* Provided passage *

PhD Qualifying Exam Information for Simulation

Materials Permitted:

  • Hard copy (typed or hand written) notes covering the topics below and created by the student taking the exam.
  • Laptop computer for model building use only
  • Calculator

1. Modeling Randomness

  1. Be able to describe what a random number seed is and how to generate random numbers from different streams.
  2. Given a probability distribution, be able to specify an algorithm for generating random variates from the distribution via the inverse transform method, convolution, mixtures, truncated, shifted, acceptance/rejection methods as deemed appropriate.
  3. Be able to describe the construction of P-P, and Q-Q Plots and be able to interpret their meaning within the context of input modeling
  4. Be able to perform an input distribution fitting exercise and make an input model recommendation, justified by statistical analysis

2. Statistical Analysis

  1. Be able to compute and interpret the meaning of confidence intervals
  2. Be able to compute the sample size necessary to estimate a desired output statistic to within +/- desired half-width.
  3. Be able to determine the overall confidence level associated with making a decision based on a set of confidence intervals
  4. Be able to set the individual confidence interval levels in order to ensure an overall confidence level on a decision based on a set of confidence intervals
  5. Be able to perform and interpret a basic multiple comparison analysis
  6. Be able to describe, discuss, and interpret a Welch plot to identify a possible warm up period for an infinite horizon steady state simulation
  7. Be able to set up an experimental design to perform a sensitivity analysis of a simulation according to desirable DOE criteria.
  8. Be able to interpret the results of a main effect experimental design analysis of a simulation.

3. Be able to build a model of a static (Monte Carlo) simulation situation and perform a statistical analysis of the results.

4. Be able to model discrete event dynamic systems commonly found within industrial engineering

  1. Be able to describe a system in terms of its transient, structural, attributes, resources, activities, events, processes, state variables, etc.
  2. Be able to represent the system within an object-oriented event-scheduling paradigm
  3. Be able to verify and validate a DEDS model
  4. Be able to exercise and interpret the results of a DEDS

* Extracted information *
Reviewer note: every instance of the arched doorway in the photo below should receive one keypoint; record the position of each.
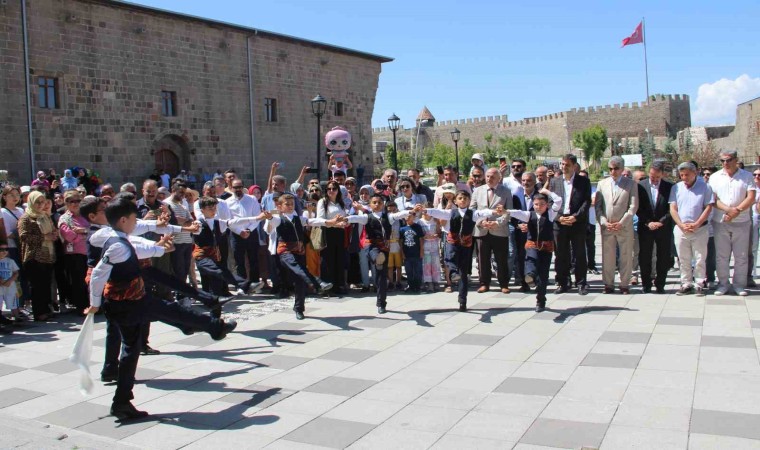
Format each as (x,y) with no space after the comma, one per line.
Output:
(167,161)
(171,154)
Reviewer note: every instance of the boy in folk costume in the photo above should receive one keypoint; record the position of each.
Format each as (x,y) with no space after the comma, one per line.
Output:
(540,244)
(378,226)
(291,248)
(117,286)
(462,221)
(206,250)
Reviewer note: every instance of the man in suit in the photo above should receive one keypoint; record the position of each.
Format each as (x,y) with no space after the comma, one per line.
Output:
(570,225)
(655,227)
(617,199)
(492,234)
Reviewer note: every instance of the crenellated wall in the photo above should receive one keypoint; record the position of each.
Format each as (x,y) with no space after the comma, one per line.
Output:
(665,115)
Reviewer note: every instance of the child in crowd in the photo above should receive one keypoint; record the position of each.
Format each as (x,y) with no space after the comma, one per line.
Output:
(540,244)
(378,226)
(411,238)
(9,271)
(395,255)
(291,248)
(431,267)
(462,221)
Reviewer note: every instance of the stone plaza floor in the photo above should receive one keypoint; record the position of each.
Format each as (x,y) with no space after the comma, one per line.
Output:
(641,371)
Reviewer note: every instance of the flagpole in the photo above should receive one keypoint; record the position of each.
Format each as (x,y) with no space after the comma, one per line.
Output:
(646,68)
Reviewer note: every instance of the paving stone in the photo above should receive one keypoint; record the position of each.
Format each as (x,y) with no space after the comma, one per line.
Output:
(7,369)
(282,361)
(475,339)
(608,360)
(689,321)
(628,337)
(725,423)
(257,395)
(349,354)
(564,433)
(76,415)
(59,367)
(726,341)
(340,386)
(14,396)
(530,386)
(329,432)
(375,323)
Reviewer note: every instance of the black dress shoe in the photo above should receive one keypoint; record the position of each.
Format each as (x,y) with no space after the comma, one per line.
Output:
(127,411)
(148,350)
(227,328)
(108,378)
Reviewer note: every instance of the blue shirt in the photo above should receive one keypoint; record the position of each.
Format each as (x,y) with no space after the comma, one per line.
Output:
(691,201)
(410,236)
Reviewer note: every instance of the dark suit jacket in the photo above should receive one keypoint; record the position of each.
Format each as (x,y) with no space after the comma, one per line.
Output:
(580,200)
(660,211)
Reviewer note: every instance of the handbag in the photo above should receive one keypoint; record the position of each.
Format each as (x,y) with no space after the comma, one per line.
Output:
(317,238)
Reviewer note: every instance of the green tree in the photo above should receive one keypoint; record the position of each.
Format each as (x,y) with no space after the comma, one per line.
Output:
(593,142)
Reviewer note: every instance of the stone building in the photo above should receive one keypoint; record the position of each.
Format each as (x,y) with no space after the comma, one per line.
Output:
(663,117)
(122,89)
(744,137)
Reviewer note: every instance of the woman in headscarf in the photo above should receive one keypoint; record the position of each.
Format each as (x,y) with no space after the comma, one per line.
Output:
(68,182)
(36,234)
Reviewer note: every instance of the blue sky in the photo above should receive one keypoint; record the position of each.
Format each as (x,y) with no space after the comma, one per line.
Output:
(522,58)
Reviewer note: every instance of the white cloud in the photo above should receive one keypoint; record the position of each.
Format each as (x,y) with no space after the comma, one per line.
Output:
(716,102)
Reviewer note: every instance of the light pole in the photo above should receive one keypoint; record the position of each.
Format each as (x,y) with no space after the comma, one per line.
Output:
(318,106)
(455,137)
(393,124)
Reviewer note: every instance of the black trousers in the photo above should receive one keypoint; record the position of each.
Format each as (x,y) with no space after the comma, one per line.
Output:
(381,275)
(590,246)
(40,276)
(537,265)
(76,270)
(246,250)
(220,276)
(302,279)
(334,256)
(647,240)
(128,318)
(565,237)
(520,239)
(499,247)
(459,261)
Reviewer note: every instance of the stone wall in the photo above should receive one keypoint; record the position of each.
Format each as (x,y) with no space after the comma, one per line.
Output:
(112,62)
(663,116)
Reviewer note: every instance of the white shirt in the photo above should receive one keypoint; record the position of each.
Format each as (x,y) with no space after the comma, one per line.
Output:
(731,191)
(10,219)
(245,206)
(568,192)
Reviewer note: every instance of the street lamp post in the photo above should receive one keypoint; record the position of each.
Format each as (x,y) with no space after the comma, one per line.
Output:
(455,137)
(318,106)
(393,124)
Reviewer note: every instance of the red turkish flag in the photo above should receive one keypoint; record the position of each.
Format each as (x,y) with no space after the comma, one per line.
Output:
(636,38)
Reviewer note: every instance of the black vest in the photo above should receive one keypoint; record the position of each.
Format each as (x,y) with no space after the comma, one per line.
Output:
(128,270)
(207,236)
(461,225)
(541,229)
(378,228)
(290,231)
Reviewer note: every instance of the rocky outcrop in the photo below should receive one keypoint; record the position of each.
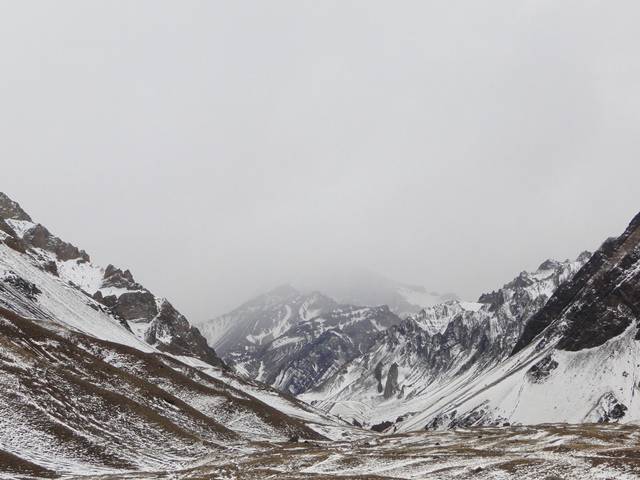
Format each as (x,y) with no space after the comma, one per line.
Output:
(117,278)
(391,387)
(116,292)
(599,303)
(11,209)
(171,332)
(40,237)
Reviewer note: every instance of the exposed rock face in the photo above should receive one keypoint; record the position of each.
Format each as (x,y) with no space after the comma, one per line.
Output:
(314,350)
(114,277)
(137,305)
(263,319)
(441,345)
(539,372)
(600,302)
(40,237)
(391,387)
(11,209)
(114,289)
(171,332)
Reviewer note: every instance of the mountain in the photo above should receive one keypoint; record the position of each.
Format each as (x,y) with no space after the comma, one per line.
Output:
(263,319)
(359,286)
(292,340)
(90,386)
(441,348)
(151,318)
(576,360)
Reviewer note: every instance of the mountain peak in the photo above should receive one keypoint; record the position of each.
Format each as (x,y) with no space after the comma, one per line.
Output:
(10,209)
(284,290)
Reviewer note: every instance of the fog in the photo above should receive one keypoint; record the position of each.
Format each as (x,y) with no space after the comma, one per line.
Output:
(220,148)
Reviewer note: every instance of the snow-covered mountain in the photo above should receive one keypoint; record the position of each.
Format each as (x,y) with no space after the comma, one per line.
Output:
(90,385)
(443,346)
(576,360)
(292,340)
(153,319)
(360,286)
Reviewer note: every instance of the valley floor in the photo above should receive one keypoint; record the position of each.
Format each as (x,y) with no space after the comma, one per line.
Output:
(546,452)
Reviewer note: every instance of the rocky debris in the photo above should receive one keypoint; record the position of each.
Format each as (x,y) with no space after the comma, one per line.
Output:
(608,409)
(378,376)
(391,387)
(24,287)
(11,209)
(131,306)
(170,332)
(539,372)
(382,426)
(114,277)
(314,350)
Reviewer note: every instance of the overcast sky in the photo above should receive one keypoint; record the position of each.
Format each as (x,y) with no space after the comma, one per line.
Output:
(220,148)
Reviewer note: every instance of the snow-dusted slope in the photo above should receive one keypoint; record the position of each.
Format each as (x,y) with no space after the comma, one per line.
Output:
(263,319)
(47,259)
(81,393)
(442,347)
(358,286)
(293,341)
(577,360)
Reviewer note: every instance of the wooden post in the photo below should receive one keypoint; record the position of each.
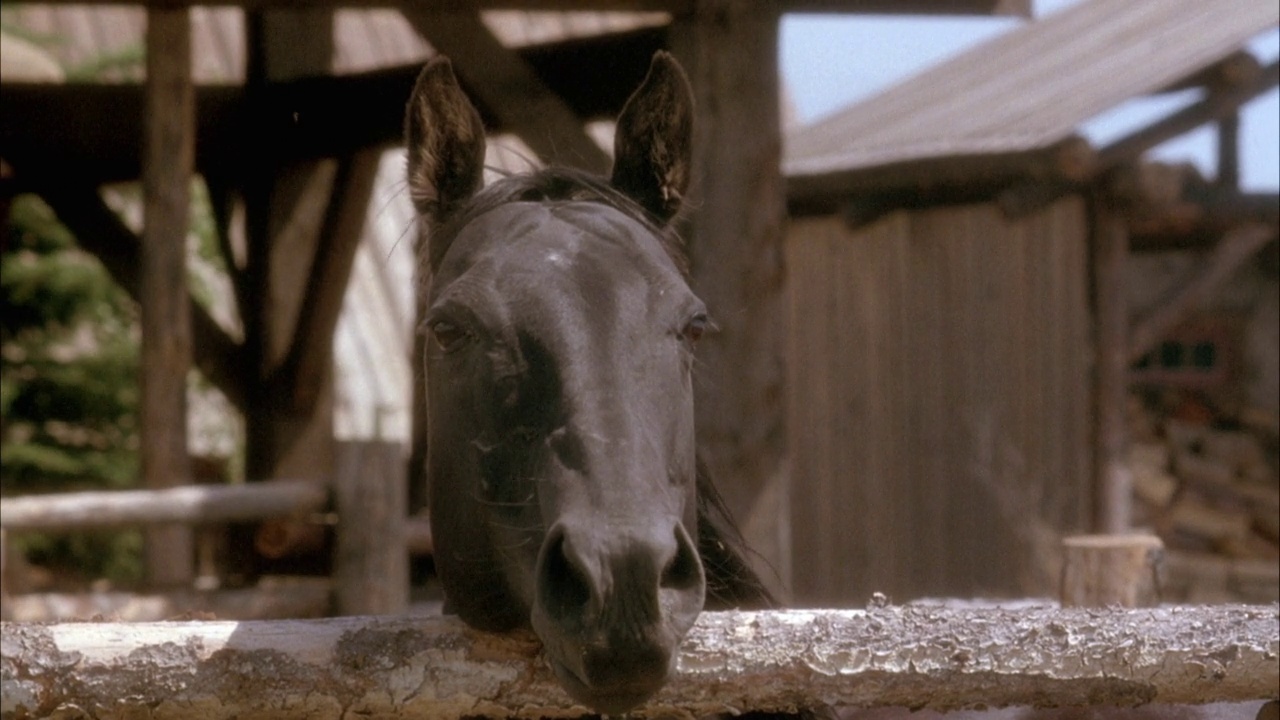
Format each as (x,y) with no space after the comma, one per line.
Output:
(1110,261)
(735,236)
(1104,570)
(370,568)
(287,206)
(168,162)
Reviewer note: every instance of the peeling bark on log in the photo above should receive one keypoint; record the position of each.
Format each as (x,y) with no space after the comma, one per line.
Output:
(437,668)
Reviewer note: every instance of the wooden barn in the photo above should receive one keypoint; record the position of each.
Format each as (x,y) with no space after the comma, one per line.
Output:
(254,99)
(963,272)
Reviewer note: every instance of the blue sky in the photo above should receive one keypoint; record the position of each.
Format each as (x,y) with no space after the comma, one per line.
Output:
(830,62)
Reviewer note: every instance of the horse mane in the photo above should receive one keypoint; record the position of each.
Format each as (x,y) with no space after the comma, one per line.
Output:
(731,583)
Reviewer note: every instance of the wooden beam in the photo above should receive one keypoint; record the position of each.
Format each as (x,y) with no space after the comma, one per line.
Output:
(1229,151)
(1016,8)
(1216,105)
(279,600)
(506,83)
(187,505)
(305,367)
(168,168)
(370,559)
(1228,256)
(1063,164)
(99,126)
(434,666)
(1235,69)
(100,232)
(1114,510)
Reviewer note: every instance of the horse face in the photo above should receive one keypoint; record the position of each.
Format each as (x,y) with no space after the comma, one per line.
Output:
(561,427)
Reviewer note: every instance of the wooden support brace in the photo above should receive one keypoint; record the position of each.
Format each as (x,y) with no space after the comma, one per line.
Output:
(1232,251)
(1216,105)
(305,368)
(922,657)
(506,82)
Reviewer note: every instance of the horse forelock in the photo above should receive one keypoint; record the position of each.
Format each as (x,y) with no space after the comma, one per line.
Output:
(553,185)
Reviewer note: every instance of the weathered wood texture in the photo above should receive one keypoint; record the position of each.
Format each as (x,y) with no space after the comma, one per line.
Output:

* What to work on *
**a.** In the simulation exam outline, swap "Monte Carlo" for "stochastic" and give the part that opens with the words containing "3. Be able to build" and closes with "state variables, etc.".
**b.** According to the simulation exam outline, what kind of plot is used to identify a possible warm up period for an infinite horizon steady state simulation?
**c.** Condense the section of the simulation exam outline that begins with "1. Modeling Randomness" into a brief list that keeps its main facts.
The lines are not needed for the tasks here.

* Full solutions *
**a.**
3. Be able to build a model of a static (stochastic) simulation situation and perform a statistical analysis of the results.

4. Be able to model discrete event dynamic systems commonly found within industrial engineering

  1. Be able to describe a system in terms of its transient, structural, attributes, resources, activities, events, processes, state variables, etc.

**b.** A Welch plot.

**c.**
Modeling Randomness:
- Describe random number seeds and generating random numbers from different streams.
- Specify algorithms for generating random variates from a given distribution, using inverse transform, convolution, mixtures, truncated, shifted, or acceptance/rejection methods as appropriate.
- Describe how P-P and Q-Q plots are constructed and interpret them for input modeling.
- Fit input distributions and recommend an input model, justified by statistical analysis.